SELECTED EXCERPT
----
Libertarian primary results
| Party |  | Candidate | Votes | % |
|---|---|---|---|---|
|  | Libertarian | Martin Schulte | 737 | 100.0 |
| Total votes |  |  | 737 | 100.0 |

===General election===
====Predictions====

| Source | Ranking | As of |
|---|---|---|
| The Cook Political Report | Tossup | August 6, 2020 |
| Inside Elections | Tilt D (flip) | October 28, 2020 |
| Sabato's Crystal Ball | Lean R | November 2, 2020 |
| Politico | Tossup | October 11, 2020 |
| Daily Kos | Tossup | August 31, 2020 |
| RCP | Tossup | June 9, 2020 |
| Niskanen | Lean D (flip) | June 7, 2020 |
| 538 | Lean R | October 30, 2020 |

====Polling====

| Poll source | Date(s) administered | Sample size | Margin of error | Ann Wagner (R) | Jill Schupp (D) | Other | Undecided |
|---|---|---|---|---|---|---|---|
| Change Research | October 29 – November 2, 2020 | 597 (LV) | ± 4.3% | 46% | 46% | 5% | 2% |
| YouGov | September 24 – October 7, 2020 | 115 (LV) | – | 42% | 51% | 3% | 4% |
| Normington, Petts & Associates (D) | September 10–14, 2020 | 400 (LV) | ± 4.9% | 49% | 49% | <1% | 2% |
| Public Policy Polling (D) | August 13–14, 2020 | 925 (V) | – | 42% | 45% | – | 14% |
| Remington Research Group/Missouri Scout | February 19–20, 2020 | 1,360 (LV) | ± 2.6% | 50% | 40% | – | 10% |

with Generic Republican and Generic Democrat

| Poll source | Date(s) administered | Sample size | Margin of error | Generic Republican | Generic Democrat | Undecided |
|---|---|---|---|---|---|---|
| Normington, Petts & Associates (D) | September 10–14, 2020 | 400 (LV) | ± 4.9% | 47% | 48% | 5% |

====Results====

Missouri's 2nd congressional district, 2020
| Party |  | Candidate | Votes | % |
|---|---|---|---|---|
|  | Republican | Ann Wagner (incumbent) | 233,157 | 51.9 |
|  | Democratic | Jill Schupp | 204,540 | 45.5 |
|  | Libertarian | Martin Schulte | 11,647 | 2.6 |
|  | Write-in |  | 4 | 0.0 |
| Total votes |  |  | 449,348 | 100.0 |
|  | Republican hold |  |  |  |

==District 3==

The third district encompasses east-central Missouri, taking in Jefferson City, Troy, O'Fallon, and Washington. The incumbent was Republican Blaine Luetkemeyer, who was re-elected with 65.1% of the vote in 2018.
----
DATA
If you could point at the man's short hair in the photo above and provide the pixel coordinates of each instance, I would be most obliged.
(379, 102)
----
TASK TO CARRY OUT
Repeat the part of the election excerpt that begins with "Missouri's 2nd congressional" and stops after "vote in 2018.".

SOLUTION FOR THIS PROBLEM
Missouri's 2nd congressional district, 2020
| Party |  | Candidate | Votes | % |
|---|---|---|---|---|
|  | Republican | Ann Wagner (incumbent) | 233,157 | 51.9 |
|  | Democratic | Jill Schupp | 204,540 | 45.5 |
|  | Libertarian | Martin Schulte | 11,647 | 2.6 |
|  | Write-in |  | 4 | 0.0 |
| Total votes |  |  | 449,348 | 100.0 |
|  | Republican hold |  |  |  |

==District 3==

The third district encompasses east-central Missouri, taking in Jefferson City, Troy, O'Fallon, and Washington. The incumbent was Republican Blaine Luetkemeyer, who was re-elected with 65.1% of the vote in 2018.